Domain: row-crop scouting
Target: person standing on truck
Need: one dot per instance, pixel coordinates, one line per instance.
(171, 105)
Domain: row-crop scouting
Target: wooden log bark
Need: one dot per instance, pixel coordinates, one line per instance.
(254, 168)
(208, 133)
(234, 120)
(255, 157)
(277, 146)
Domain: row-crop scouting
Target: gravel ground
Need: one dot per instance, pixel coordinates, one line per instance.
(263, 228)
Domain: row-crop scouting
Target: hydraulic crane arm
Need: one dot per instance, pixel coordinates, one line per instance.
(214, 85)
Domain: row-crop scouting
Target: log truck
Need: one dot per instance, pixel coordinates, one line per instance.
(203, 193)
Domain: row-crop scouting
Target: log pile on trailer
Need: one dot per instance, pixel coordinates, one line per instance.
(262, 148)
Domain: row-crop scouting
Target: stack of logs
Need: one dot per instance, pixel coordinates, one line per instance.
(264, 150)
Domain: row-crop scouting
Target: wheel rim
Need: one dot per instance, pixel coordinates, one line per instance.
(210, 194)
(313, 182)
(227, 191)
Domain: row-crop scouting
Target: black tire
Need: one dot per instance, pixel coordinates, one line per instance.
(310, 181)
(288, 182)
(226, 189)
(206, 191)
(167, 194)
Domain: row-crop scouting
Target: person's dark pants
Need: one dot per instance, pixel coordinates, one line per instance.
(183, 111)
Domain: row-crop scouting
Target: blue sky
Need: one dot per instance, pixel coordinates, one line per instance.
● ● ● ● ● ● ●
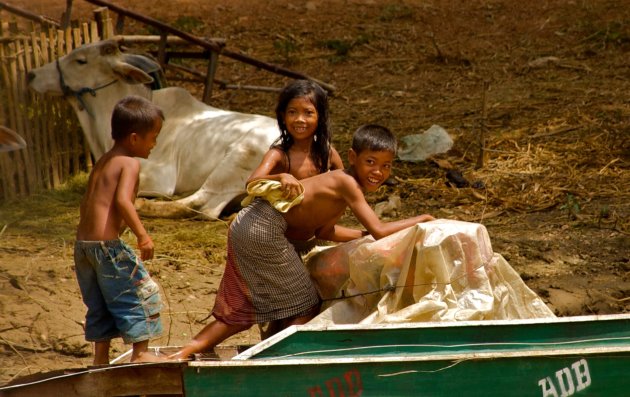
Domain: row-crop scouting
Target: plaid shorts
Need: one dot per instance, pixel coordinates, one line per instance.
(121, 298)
● ● ● ● ● ● ●
** Work to do **
Locate each line in the listing above that contains the word "person". Copy all of those lines.

** Output of the exercise **
Target: person standing on truck
Target: person's dark pants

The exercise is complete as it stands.